PROBLEM TO WORK ON —
Word for word, print every entry below.
==================================================
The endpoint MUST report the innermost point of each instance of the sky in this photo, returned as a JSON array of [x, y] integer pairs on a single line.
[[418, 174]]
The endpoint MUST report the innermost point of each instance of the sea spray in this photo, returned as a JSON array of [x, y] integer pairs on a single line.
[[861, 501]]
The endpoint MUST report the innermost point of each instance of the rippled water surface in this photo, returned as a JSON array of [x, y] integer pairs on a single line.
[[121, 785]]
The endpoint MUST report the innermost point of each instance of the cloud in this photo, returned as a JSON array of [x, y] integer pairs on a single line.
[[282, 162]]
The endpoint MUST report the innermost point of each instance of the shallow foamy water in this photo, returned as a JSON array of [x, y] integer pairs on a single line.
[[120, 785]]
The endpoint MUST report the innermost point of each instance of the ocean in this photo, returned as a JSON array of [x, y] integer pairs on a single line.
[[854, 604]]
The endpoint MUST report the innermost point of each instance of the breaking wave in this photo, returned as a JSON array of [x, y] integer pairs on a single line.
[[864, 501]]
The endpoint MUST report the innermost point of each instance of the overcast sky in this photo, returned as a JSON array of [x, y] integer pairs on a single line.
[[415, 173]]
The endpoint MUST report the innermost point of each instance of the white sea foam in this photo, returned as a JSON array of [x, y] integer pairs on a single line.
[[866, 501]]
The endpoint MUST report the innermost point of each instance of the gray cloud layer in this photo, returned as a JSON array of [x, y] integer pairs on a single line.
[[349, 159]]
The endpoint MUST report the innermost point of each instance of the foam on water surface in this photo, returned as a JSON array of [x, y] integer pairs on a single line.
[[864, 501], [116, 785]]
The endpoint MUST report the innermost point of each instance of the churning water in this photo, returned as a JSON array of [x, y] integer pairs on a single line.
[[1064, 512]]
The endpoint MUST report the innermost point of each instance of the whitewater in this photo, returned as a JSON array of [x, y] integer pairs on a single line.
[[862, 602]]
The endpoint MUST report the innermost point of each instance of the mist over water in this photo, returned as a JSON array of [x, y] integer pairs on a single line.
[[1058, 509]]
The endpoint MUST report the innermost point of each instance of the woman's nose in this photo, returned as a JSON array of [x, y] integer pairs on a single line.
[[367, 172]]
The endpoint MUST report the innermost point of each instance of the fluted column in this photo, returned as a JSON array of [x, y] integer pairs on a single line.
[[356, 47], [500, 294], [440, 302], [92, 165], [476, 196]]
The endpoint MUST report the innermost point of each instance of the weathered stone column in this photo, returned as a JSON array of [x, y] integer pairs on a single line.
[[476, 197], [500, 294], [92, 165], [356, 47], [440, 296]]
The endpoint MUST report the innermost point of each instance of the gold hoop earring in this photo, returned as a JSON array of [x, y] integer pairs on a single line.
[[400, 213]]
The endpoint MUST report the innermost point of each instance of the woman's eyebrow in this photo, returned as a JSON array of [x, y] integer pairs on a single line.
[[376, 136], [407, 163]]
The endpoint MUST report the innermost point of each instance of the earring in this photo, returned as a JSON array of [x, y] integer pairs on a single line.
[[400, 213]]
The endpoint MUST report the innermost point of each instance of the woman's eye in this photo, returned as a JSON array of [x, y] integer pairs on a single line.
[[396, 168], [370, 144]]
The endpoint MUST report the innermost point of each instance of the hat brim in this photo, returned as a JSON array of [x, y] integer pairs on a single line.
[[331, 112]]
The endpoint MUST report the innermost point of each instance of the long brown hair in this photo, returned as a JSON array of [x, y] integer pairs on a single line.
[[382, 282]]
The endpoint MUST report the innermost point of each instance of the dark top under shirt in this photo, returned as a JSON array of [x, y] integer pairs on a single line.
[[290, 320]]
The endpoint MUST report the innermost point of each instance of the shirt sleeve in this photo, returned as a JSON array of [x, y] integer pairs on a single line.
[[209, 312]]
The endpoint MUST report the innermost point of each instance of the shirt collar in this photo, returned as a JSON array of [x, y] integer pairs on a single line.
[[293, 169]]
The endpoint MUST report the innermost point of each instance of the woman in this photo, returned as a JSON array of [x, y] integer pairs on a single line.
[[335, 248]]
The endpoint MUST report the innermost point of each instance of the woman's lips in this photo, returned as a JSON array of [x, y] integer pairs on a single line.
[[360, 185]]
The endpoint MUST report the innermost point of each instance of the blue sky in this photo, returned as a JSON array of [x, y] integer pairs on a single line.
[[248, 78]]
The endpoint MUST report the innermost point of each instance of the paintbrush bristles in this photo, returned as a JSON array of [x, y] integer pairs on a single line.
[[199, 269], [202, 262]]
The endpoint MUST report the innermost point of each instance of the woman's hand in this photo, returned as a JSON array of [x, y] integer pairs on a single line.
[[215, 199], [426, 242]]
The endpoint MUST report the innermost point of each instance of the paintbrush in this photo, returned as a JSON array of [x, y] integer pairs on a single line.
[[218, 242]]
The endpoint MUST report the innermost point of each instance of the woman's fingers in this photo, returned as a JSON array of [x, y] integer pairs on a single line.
==================================================
ANSWER AREA —
The endpoint MUST report the innermost point of each instance of the sky in this photo, returned as a JSON array of [x, y] integer pairs on a single line.
[[418, 174]]
The endpoint MUST report the innermost point of each instance of the sea spray in this photo, returned as a JSON array of [x, y] integer pairs on a single line.
[[861, 501]]
The endpoint MUST report the innermost point of each instance of the rippled water surface in this photo, returned as a JSON array of [x, y] integer pairs on a single line.
[[121, 785]]
The endpoint MUST report the innermost point of each instance of the cloud in this photo, returned as a JSON array of [x, y] integer pairs on a single line.
[[282, 162]]
The endpoint MUST report the innermost point of each instance of the shallow foamy water in this photo, returned as a JSON array of [x, y] integer pairs on a single line.
[[120, 785]]
The endpoint MUST report the innermost point of each instance of the ocean in this photo, returned as a JSON array of [x, y] integer pairs on a single line.
[[854, 604]]
The endpoint MUST report the innermost point of each instance of the breaking wave in this photo, returned as a JSON array of [x, y] integer pairs on a single line.
[[864, 501]]
The endpoint MUST report the innermost point of each instance of the overcast sky in this photo, returned as a JSON array of [x, y] integer pairs on a single line.
[[415, 173]]
The endpoint MUST report the innermost point of each instance of the white sea foam in this photo, returned as a JSON array of [x, y] integer pairs on a single line.
[[866, 501]]
The endpoint MUST report the innermost point of each instance of the gray cloud layer in this photo, returned as a JSON array of [x, y] integer pairs on a single line.
[[349, 159]]
The endpoint MUST report the innermost point of each instance of the foam on water surface in this photo, returned as a JSON array of [x, y] integer pairs on a single line.
[[864, 501], [116, 785]]
The endpoint MUST report the innermost point of each instance of the churning water in this photo, returned as a JSON array of [x, y] integer pairs on a single line.
[[1064, 512]]
The endpoint MUST report the innermost point of each instance of the whitewater in this photo, returned as a JSON array of [x, y] integer pairs on a single line.
[[862, 602]]
The endpoint MUST report the innermost point of each instance of the mist over water in this photo, returned as a JSON array of [x, y] integer pairs on a single line.
[[1058, 509]]
The endpoint MUST report the innermost point of each instance of the woman's nose in this photo, returned as a JSON array of [x, y] integer pairs on a single line.
[[367, 172]]
The endpoint MUST report the innermost point of each instance of the fluted column in this photo, returned as a JSON array of [x, y] integer pairs on a single line.
[[356, 47], [500, 294], [440, 302], [92, 165], [476, 196]]
The endpoint MUST report the innermost point of each instance of the weathered stone column in this photo, returned as a JSON array of [x, y] integer pairs on a single line.
[[476, 197], [500, 294], [92, 165], [356, 47], [440, 296]]
The endpoint MUST report the innermost point of each instance of the gold hoop earring in this photo, returned as a JSON array of [x, y] integer pairs on a single line.
[[400, 213]]
The endpoint MUST report the innermost point of each instance of the woman's eyebrow in this photo, returned as a JSON array of [x, y] integer pairs on a single line.
[[376, 136], [407, 163]]
The endpoint MUST report the innermost point of each instance of the earring in this photo, returned as a JSON array of [x, y] integer pairs on a single line.
[[400, 213]]
The endpoint MUST report the innermost point of each instance of the woman's eye in this photo, returned as a JSON array of [x, y] integer pairs on a single line.
[[396, 168], [370, 144]]
The endpoint MUST report the innermost point of each instance of the hat brim in this photo, returned as a JSON array of [x, y] integer pairs on a single line.
[[331, 112]]
The endpoint MUST report the innermost point of each instance of the long brown hair in this photo, returned as a JSON array of [x, y] integer pairs on a single line.
[[382, 282]]
The endpoint MUST report the innermost point of each instance of the dark top under shirt in this photo, returned as a JSON array of [x, y] integer pairs on a single line.
[[290, 320]]
The endpoint MUST report the innermost point of each instance of the shirt sleeve in this photo, returned as a JSON array of [x, y] integer pairs on a single line.
[[209, 312]]
The endpoint MUST report the innermost point of each instance of the shirt collar in this photo, returned as a JSON array of [x, y] integer pairs on a single line.
[[293, 169]]
The endpoint MUST report the innermost point of each instance of the woman in this photo, returned as a JSON array of [x, y] integer pairs on a single line.
[[335, 248]]
The endpoint MUST report the innermost point of each instance of the woman's lips in this photo, returned as a JSON array of [x, y] integer pairs on a single line.
[[360, 185]]
The endpoint MUST report the innermost point of each instance of the blue sky in this photo, returned as a JSON array of [x, y] integer pairs on a single line.
[[248, 78]]
The endpoint MUST report the innermost point of each instance of the paintbrush bristles in this photo, returned as a JSON array of [x, y] integer pairs on a single line.
[[199, 269], [202, 262]]
The endpoint MUST report the innermost point of each instance of the woman's hand in this photo, returned as a JSON array of [x, y] integer pairs on a single line.
[[215, 199], [426, 242]]
The endpoint MUST report the innermost point of each instance of the paintbrush in this photo, returned as a JSON array of [x, y] integer pairs on a single line.
[[218, 242]]
The endpoint MUST report the innermost point of each instance of the woman's fingers in this photo, returned as a JSON array of [x, y] integer pairs on a single line.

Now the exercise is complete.